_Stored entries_
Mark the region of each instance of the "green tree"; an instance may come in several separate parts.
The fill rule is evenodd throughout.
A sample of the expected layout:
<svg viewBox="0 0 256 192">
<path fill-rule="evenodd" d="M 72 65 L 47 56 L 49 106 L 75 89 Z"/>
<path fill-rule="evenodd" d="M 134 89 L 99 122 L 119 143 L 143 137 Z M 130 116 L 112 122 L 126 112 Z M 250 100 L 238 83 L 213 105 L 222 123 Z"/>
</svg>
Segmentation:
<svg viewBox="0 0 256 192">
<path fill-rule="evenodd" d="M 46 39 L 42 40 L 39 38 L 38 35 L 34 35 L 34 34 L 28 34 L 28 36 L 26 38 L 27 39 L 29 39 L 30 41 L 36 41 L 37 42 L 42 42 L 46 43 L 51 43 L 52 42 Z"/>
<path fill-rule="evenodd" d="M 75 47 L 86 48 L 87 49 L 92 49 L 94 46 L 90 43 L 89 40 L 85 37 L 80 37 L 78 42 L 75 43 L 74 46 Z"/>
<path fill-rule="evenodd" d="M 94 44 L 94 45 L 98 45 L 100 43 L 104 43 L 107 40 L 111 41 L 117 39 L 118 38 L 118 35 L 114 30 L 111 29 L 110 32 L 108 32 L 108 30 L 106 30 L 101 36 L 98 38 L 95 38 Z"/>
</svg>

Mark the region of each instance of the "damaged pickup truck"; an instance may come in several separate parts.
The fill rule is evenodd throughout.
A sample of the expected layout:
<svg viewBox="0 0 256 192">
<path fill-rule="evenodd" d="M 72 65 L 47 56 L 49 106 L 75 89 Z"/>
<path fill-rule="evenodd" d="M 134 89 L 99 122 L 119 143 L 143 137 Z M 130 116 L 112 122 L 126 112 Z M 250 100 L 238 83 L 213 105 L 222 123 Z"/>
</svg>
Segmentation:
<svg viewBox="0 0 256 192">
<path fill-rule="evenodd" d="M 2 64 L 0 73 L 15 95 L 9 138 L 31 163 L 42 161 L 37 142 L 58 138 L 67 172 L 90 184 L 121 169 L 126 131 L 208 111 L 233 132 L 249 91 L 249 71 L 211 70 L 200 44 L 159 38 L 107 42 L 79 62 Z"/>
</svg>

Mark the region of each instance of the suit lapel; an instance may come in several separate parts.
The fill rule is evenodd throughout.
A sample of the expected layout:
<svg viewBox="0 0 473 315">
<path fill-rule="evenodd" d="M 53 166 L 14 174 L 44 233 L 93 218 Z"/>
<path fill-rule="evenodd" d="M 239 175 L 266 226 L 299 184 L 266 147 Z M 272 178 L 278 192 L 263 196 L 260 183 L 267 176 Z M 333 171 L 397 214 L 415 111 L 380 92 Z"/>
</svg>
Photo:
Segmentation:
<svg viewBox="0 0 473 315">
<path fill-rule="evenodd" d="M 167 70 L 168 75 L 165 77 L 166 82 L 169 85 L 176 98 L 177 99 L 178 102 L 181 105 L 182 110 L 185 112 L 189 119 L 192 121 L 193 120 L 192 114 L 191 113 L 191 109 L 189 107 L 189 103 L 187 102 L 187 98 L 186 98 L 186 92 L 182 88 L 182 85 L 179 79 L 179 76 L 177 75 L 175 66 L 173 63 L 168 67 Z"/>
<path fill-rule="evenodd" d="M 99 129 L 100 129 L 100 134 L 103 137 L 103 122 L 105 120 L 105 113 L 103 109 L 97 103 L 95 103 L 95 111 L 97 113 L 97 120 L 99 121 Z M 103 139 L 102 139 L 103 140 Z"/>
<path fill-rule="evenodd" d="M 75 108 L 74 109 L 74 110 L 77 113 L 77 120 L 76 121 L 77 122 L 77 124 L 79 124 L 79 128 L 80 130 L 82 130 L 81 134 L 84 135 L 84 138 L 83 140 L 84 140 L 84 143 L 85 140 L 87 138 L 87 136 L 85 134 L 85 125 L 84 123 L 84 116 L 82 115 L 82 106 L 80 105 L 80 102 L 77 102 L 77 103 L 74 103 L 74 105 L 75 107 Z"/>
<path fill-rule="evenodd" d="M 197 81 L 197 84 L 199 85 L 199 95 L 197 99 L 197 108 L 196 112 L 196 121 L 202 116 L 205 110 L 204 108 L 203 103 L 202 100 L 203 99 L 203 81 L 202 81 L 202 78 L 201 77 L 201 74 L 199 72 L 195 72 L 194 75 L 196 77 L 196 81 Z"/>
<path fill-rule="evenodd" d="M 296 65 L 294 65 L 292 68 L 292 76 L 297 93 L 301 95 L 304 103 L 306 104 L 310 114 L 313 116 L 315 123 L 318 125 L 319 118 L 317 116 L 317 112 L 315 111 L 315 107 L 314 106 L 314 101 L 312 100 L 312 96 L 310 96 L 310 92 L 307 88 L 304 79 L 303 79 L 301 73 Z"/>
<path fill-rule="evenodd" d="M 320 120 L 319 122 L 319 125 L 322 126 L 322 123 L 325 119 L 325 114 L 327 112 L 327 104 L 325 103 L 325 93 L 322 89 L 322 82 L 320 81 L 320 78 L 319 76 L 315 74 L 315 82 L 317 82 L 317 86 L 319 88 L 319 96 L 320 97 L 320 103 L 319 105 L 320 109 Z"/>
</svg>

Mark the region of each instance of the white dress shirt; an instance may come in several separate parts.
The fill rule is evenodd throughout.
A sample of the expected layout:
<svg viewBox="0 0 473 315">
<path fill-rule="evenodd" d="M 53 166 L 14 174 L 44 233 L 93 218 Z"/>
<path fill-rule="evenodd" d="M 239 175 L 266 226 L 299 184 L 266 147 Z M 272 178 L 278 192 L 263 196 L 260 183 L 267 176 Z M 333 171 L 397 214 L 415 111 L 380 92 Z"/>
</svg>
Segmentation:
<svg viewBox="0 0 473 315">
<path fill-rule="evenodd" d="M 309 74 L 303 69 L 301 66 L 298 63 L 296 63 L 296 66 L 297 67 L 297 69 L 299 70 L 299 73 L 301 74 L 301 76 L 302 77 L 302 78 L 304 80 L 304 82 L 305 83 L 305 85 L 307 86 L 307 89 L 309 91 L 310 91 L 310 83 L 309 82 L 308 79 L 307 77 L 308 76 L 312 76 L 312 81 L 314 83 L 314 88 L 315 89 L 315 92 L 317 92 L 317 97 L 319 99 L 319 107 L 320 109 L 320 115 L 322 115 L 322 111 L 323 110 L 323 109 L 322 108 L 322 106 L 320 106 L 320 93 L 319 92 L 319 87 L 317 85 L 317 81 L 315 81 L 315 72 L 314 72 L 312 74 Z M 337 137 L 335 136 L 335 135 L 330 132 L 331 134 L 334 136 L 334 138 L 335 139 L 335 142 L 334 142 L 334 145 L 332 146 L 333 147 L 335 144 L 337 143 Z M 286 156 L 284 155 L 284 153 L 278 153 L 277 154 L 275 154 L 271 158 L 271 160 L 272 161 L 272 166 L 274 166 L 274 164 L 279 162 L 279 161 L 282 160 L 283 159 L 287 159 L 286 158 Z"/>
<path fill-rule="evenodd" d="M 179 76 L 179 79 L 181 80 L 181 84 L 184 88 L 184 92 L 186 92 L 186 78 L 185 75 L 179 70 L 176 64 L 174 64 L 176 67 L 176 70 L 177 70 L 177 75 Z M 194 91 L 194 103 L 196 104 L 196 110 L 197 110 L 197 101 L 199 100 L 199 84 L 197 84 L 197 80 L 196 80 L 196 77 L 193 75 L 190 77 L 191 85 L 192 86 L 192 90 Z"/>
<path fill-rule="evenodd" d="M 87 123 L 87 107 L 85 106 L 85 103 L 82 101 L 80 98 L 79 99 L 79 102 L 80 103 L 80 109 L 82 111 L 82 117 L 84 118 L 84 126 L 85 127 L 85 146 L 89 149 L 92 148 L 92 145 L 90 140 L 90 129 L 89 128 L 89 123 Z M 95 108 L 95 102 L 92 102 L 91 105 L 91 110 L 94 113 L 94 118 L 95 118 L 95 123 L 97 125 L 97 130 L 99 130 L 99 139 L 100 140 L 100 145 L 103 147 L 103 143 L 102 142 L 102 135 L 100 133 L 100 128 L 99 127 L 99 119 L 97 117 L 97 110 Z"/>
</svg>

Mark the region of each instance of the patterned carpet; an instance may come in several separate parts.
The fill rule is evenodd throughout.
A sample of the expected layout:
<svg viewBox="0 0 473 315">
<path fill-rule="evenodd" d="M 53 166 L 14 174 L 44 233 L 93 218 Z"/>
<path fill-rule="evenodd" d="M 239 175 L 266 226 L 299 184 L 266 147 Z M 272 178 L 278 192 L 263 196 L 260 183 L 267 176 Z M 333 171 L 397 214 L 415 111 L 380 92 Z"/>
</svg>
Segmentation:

_Objective_
Rewrite the stretch from the line containing "Mark the region of each instance of the suit" through the line containing "75 108 L 74", requests included, multiplying every number in the answers (the viewBox sizes and point coordinates) by 1.65 and rounding each to a whole number, with halves going up. Leave the numbers in the requests and layout samples unchanged.

_Final answer_
Mark the region of each instance of the suit lapel; an instance may come in several separate parts.
The fill rule is evenodd throughout.
A sample of the expected layout:
<svg viewBox="0 0 473 315">
<path fill-rule="evenodd" d="M 53 166 L 14 174 L 44 233 L 93 218 Z"/>
<path fill-rule="evenodd" d="M 239 175 L 266 226 L 299 184 L 266 147 Z M 272 178 L 278 192 L 263 196 L 260 183 L 267 176 Z M 333 171 L 397 214 L 415 111 L 380 92 Z"/>
</svg>
Photo:
Segmentation:
<svg viewBox="0 0 780 520">
<path fill-rule="evenodd" d="M 276 116 L 277 124 L 272 127 L 274 135 L 279 140 L 290 162 L 292 163 L 294 168 L 299 173 L 300 182 L 305 185 L 312 196 L 317 200 L 318 198 L 317 188 L 315 186 L 315 180 L 312 177 L 312 170 L 309 168 L 309 162 L 307 162 L 307 152 L 300 145 L 300 140 L 295 130 L 295 125 L 292 124 L 289 109 L 285 104 L 277 111 Z"/>
<path fill-rule="evenodd" d="M 163 213 L 165 213 L 165 221 L 170 226 L 170 201 L 173 198 L 173 186 L 170 180 L 160 170 L 157 170 L 157 183 L 160 186 L 160 198 L 163 200 Z M 170 229 L 168 229 L 170 231 Z"/>
<path fill-rule="evenodd" d="M 124 178 L 122 180 L 122 182 L 127 186 L 127 198 L 125 200 L 127 201 L 127 205 L 130 205 L 130 211 L 132 215 L 135 215 L 134 221 L 139 223 L 139 228 L 137 231 L 139 231 L 139 236 L 140 231 L 144 228 L 144 224 L 140 221 L 140 206 L 139 203 L 139 191 L 135 190 L 135 175 L 132 173 L 132 168 L 127 168 L 127 170 L 122 170 L 122 173 L 124 177 Z"/>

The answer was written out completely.